[Point localization data]
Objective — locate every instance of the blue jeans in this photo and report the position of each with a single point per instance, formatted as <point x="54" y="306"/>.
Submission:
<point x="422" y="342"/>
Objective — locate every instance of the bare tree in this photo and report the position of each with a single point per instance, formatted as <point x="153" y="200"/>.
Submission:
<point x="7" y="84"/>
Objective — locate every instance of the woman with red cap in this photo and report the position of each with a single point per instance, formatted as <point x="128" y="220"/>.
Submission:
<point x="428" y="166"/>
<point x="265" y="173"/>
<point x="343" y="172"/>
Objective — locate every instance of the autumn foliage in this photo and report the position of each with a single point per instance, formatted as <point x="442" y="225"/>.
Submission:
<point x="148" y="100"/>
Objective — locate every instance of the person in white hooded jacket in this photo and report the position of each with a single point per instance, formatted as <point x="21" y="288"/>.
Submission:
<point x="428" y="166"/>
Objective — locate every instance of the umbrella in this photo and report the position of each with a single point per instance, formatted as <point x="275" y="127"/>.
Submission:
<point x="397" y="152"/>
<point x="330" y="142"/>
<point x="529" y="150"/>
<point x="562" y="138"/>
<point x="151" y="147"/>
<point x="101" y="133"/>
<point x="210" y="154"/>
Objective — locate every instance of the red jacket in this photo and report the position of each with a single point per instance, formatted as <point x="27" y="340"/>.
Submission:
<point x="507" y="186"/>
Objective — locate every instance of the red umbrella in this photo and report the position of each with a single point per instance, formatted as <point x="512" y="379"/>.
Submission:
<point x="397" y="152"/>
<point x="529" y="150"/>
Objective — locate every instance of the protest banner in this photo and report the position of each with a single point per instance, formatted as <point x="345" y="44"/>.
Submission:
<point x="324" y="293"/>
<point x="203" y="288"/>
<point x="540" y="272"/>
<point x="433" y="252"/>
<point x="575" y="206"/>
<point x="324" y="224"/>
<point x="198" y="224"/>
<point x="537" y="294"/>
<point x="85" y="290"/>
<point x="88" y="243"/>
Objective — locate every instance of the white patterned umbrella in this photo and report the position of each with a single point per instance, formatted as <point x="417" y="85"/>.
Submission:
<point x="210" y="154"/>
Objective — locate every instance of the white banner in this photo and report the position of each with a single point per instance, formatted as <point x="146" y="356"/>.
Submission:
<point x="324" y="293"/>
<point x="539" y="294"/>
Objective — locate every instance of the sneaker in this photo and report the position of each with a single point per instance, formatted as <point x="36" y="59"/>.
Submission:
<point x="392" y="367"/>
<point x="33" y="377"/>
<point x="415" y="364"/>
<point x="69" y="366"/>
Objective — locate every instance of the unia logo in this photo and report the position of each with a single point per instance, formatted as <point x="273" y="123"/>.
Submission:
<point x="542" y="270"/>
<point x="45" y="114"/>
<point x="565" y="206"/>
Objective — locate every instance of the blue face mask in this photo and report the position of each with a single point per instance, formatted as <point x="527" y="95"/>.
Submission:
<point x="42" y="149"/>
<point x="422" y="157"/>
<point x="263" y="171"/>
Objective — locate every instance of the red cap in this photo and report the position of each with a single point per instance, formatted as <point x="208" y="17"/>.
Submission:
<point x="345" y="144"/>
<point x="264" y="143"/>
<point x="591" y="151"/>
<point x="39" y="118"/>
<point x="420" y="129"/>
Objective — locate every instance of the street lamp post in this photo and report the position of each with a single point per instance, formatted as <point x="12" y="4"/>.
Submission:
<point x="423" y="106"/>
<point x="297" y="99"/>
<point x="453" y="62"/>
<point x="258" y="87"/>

§ **BRIEF**:
Give the data again in full, exactly.

§ **WRITTEN RESPONSE**:
Objective — locate every instance of the blue jeans in this photo and report the position of each with a single point per instance, formatted as <point x="54" y="306"/>.
Submission:
<point x="422" y="342"/>
Objective — locate every instance of the bare tree in this photo and report the position of each with a single point per instance, formatted as <point x="153" y="200"/>.
Submission:
<point x="7" y="84"/>
Objective — locate every instance of the woman with red cap in this photo and report the position of each with a single point per instance, formatted as <point x="128" y="220"/>.
Submission:
<point x="428" y="166"/>
<point x="265" y="173"/>
<point x="343" y="172"/>
Objective — locate every instance of the autumn foliage in this photo and report the position of each with a single point per instance, formatted as <point x="442" y="225"/>.
Submission:
<point x="148" y="100"/>
Objective — locate every instance of the person in white hooded jacket in this photo and report the position of each with a single point per instance, formatted as <point x="21" y="288"/>.
Submission:
<point x="428" y="166"/>
Objective — locate every instance of the umbrella in this photo and report the position of each with a single point per instance, formatted as <point x="275" y="127"/>.
Submission:
<point x="397" y="152"/>
<point x="330" y="142"/>
<point x="529" y="150"/>
<point x="562" y="138"/>
<point x="151" y="147"/>
<point x="101" y="133"/>
<point x="210" y="154"/>
Objective — locate every instance of the red jacket in this photo and report the position of each with a single point per instance, formatted as <point x="27" y="340"/>.
Submission:
<point x="507" y="186"/>
Objective — locate every instance of the red umbrella in this photo and report the position of each with a single point per instance, formatted as <point x="512" y="379"/>.
Submission:
<point x="397" y="152"/>
<point x="529" y="150"/>
Objective — locate every instance of the protest banner in this photo and report the position of each with a single point per instance, formatted as <point x="345" y="44"/>.
Submission:
<point x="324" y="293"/>
<point x="203" y="288"/>
<point x="540" y="272"/>
<point x="433" y="252"/>
<point x="575" y="206"/>
<point x="324" y="224"/>
<point x="198" y="224"/>
<point x="537" y="294"/>
<point x="85" y="290"/>
<point x="88" y="243"/>
Objective — locate every instance of the white patterned umbrella in this photo and report the position of each with a single point per instance, formatted as <point x="417" y="85"/>.
Submission:
<point x="210" y="154"/>
Objective — locate every instance of the white banner in this photo and report the position of each with a single point per instance, formatted as <point x="146" y="356"/>.
Submission:
<point x="324" y="293"/>
<point x="539" y="294"/>
Objective — locate every instance of the sneaker in this photo and report the position of each with a single point per instance, formatted as <point x="36" y="59"/>.
Submission:
<point x="392" y="367"/>
<point x="33" y="377"/>
<point x="415" y="364"/>
<point x="69" y="366"/>
Objective — locate every instance of the unia logo in this photo and report the position of each with a single point per instance, formatted as <point x="273" y="123"/>.
Submission:
<point x="542" y="270"/>
<point x="45" y="114"/>
<point x="565" y="206"/>
Objective — locate every instance of the blue face mask in this photo and report the position of each with a single point per instance, formatted as <point x="527" y="95"/>.
Submission:
<point x="42" y="149"/>
<point x="422" y="157"/>
<point x="263" y="171"/>
Objective — locate every instance of the red cap in this photo and report the position of each with a single point per instance, formatted as <point x="208" y="17"/>.
Submission:
<point x="345" y="144"/>
<point x="264" y="143"/>
<point x="591" y="151"/>
<point x="39" y="118"/>
<point x="420" y="129"/>
Objective — locate every instance of the street lamp post in this photo and report the position of each with a single point per instance, formatted as <point x="12" y="4"/>.
Submission:
<point x="423" y="106"/>
<point x="297" y="99"/>
<point x="453" y="62"/>
<point x="258" y="87"/>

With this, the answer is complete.